[WHAT YOU HAVE TO DO]: Without the pictures, print each of the records below exactly as it appears.
↓
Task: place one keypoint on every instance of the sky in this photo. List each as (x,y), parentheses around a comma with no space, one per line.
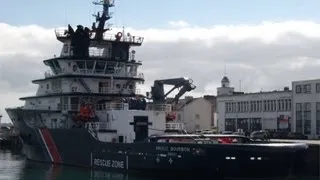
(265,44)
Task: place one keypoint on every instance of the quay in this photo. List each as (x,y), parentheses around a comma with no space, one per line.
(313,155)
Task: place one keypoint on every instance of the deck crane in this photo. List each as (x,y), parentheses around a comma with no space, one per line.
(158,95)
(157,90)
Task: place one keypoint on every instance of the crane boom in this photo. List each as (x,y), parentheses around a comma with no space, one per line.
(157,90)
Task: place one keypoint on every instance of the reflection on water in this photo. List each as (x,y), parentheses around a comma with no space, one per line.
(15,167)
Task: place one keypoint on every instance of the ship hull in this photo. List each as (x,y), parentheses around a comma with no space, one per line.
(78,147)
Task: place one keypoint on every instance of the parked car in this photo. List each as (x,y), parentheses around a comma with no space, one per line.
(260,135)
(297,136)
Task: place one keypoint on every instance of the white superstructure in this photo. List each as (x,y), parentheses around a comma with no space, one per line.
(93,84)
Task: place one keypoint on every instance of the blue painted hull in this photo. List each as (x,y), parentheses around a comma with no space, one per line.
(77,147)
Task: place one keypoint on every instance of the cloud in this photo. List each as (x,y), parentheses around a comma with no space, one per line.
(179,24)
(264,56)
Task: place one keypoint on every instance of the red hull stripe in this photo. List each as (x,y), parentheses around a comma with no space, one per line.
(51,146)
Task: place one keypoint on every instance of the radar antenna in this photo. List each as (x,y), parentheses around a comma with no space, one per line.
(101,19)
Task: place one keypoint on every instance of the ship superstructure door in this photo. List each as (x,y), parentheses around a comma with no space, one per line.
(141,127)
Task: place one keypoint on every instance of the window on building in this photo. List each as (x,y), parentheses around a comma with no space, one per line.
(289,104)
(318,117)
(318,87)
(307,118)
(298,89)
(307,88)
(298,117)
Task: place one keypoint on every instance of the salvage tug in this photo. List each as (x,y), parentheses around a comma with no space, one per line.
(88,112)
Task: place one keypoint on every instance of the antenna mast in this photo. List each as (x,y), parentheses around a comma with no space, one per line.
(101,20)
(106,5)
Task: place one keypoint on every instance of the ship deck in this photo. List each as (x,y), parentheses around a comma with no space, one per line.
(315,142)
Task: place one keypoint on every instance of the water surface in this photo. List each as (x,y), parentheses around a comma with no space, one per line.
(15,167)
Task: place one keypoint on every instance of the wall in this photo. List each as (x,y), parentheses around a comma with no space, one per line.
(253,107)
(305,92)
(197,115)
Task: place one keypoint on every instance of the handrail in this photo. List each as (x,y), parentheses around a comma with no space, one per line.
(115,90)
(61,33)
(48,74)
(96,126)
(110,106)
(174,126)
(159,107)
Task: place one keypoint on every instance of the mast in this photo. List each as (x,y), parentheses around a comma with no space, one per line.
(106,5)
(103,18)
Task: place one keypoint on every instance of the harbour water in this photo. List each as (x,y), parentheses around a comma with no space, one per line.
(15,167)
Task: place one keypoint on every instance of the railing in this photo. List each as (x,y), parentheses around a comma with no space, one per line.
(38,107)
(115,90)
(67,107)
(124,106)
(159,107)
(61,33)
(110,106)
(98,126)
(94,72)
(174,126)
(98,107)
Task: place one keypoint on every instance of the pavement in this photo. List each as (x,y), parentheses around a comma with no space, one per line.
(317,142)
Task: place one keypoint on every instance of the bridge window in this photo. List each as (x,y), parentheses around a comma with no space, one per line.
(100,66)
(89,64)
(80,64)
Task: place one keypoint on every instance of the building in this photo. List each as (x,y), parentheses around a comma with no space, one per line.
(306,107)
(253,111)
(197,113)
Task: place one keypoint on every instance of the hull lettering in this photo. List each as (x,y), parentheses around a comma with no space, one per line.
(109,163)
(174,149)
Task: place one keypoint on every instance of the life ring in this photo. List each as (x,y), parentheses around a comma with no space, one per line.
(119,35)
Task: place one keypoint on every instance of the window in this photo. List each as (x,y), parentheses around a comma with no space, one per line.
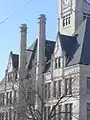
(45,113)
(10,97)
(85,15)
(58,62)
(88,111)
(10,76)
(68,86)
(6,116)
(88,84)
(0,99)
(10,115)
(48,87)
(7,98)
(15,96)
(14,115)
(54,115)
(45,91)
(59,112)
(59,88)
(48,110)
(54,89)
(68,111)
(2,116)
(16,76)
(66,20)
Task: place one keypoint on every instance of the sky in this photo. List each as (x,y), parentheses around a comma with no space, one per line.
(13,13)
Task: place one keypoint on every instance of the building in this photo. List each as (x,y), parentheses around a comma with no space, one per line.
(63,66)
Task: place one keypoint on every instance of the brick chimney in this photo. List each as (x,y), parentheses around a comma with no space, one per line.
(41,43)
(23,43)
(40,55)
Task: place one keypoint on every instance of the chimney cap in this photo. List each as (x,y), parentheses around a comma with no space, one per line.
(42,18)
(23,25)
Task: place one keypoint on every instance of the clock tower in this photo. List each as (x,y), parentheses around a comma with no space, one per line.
↑
[EXERCISE ANSWER]:
Task: place one keypoint on every instance of the sky in this photo. List each as (x,y), parentheses around a comma with no space, one per line.
(265,44)
Task: place one keypoint on every instance of the quay in this photo. List each as (x,y), parentheses around a comma with no space, one per line.
(313,155)
Task: place one keypoint on every instance of the deck crane in this photo. List each as (x,y), parentheses around a comma with no space, one per line.
(158,95)
(157,90)
Task: place one keypoint on every instance of the crane boom in this photo. List each as (x,y), parentheses around a comma with no space, one per line.
(157,90)
Task: place one keypoint on every instance of the reflection on water in this photo. List each as (x,y), parentheses around a comma with no space, one per line.
(15,167)
Task: place one keypoint on every instance of the ship hull in this photo. List each as (x,y), parentheses around a comma with no space, one per line.
(78,147)
Task: place one keypoint on every instance of the parked car in this photo. List each as (x,y), parentheses around a comma with no space, one per line.
(260,135)
(297,136)
Task: place one keypoint on every instance of the white superstructure in this photo. List each as (x,y), parentheses around a comma with no space, one per line.
(93,84)
Task: place one keypoint on every instance of the blue painted hull in this photo. List each as (x,y), parentheses around a comma with no space, one per line.
(77,147)
Task: place one keypoint on every instance of the cloud in this photo. List each as (x,y), parentheses around a comma with no space, one per line.
(179,24)
(264,56)
Task: place one keypoint on every instance of the red hull stripe in this photo. List each as (x,y), parentheses around a comma with no space, one per line.
(51,146)
Task: place one keypoint on every instance of the radar antenna in this photo. List each as (x,y), parentheses around a comma with no space, one per line.
(101,19)
Task: place one keypoint on every instance of the ship superstructure door in this photo. List each as (x,y), parentheses around a comma with no space, one per line.
(141,127)
Task: place one keypoint on every instance of the window on building in this photo. List each as (x,y), parentheses around a comma with no space, one per line.
(289,104)
(318,117)
(318,87)
(307,118)
(298,89)
(307,88)
(298,117)
Task: place one keypoint on every instance of the salvage tug in this photo. List each as (x,y), parentheses around a comma with no space, one per line.
(88,112)
Task: place one keypoint on every instance of the antenna mast in this photo. List each as (x,y), parentheses around a comma with no space, one per line.
(101,20)
(106,5)
Task: place one keypoint on every instance of the ship deck in this photo. List each as (x,y), parentheses around a comma with no space, one per line.
(315,142)
Task: place one keypoint on every instance of the water surface in this photo. List each as (x,y), parentheses around a comma with no space, one per line.
(15,167)
Task: place one keypoint on every instance of the wall in this photo. List each as (x,y), parentheses around a comma with no space, one per line.
(253,107)
(305,92)
(197,115)
Task: place one keypoint on every instance of the handrail in this photo. List each as (x,y), parentheses around a comma with no space, one per line.
(115,90)
(61,33)
(48,74)
(96,126)
(110,106)
(174,126)
(159,107)
Task: place one keypoint on every instance of the mast in this photo. List each as (x,y), parentheses around a comma with no space, one per line.
(106,5)
(103,18)
Task: place one keypoint on every instance of the harbour water in this photo. List each as (x,y), parentheses around a comma with no space, one per line.
(15,167)
Task: place one keypoint on every instance of the railing in this photo. List each as (x,y), parentheses around a comma with no space, one per line.
(38,107)
(115,90)
(67,107)
(124,106)
(159,107)
(61,33)
(110,106)
(98,126)
(94,72)
(174,126)
(98,107)
Task: place one keypoint on every instance of the pavement in this photo. List each as (x,y), parentheses around a comma with no space, one per line.
(317,142)
Task: place one keypoint on every instance of the bridge window in this photo. List each as (x,y), parentheses around a comma with no space, one per line.
(100,66)
(89,64)
(80,64)
Task: place one keypoint on every instance of the building in this photo. List each as (x,y), parentheses around a comma with no space, one per line.
(306,107)
(253,111)
(197,113)
Task: place one keypoint on every instance of the hull lettering in this photo. List each as (x,y), parentheses around a comma with no space, one per line.
(109,163)
(174,149)
Task: place one keypoint on every instance of the life ring in this photo. List each as (x,y), parentheses around a comma with no space, one per line.
(119,35)
Task: place one keypoint on every instance of the window in this photo. List each as (x,y), parentheses around a comma with no space, one per line.
(45,113)
(10,97)
(85,15)
(58,62)
(88,111)
(10,76)
(68,86)
(6,116)
(88,84)
(0,99)
(10,115)
(48,87)
(7,98)
(15,96)
(14,115)
(54,115)
(45,91)
(59,112)
(59,88)
(48,110)
(54,89)
(68,111)
(2,116)
(16,76)
(66,20)
Task: place one keypoint on every instance of the sky in this photo. List each as (x,y), parentheses around a comma with no space, one per line.
(13,13)
Task: place one keypoint on every instance of the building in this photo. List each as (x,y), parentheses around a comma with no space, one per line.
(63,66)
Task: place one keypoint on every instance of the brick chimney in this photo. List each as (x,y), parentheses around a comma with no space, one per line.
(41,43)
(23,43)
(40,55)
Task: place one keypoint on every instance of the chimney cap in this photo. List each as (x,y), parentheses around a comma with no space, one per line.
(42,18)
(23,25)
Task: place one keypoint on every instance of the clock tower in this photo. List each as (x,y), parentheses around a comma with no space, one per line.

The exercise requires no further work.